Istruzioni operative: Trascrivi tutte le righe seguenti senza alcuna modifica, carattere per carattere.

Righe da elaborare:
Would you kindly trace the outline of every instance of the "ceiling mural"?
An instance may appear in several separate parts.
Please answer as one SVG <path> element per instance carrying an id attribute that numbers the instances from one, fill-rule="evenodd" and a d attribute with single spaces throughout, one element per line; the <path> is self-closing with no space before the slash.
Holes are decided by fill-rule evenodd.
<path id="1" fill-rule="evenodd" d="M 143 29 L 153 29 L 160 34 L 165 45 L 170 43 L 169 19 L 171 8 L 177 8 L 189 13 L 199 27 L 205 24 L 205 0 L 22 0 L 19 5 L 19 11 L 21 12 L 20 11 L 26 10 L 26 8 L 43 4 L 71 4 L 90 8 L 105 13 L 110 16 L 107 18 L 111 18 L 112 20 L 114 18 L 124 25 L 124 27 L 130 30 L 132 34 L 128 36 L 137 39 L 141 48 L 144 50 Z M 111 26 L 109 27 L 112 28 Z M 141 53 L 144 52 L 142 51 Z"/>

Soluzione proposta:
Would you kindly trace the outline of every instance of the "ceiling mural"?
An instance may appear in several separate parts.
Please answer as one SVG <path> element per instance carrying an id attribute that numbers the instances from one, fill-rule="evenodd" and a d attribute with single spaces throughout, one element per line; the <path> is self-closing with no space before the slash.
Holes are decided by fill-rule evenodd.
<path id="1" fill-rule="evenodd" d="M 143 29 L 153 29 L 160 34 L 165 45 L 170 43 L 169 19 L 171 8 L 177 8 L 189 13 L 199 27 L 205 24 L 205 0 L 22 0 L 19 5 L 19 11 L 21 12 L 20 11 L 26 10 L 26 8 L 43 4 L 71 4 L 90 8 L 105 13 L 110 16 L 107 18 L 111 18 L 112 20 L 114 18 L 124 25 L 124 27 L 130 30 L 132 34 L 128 36 L 137 39 L 141 48 L 144 50 Z M 111 26 L 109 27 L 112 28 Z M 141 53 L 144 52 L 142 51 Z"/>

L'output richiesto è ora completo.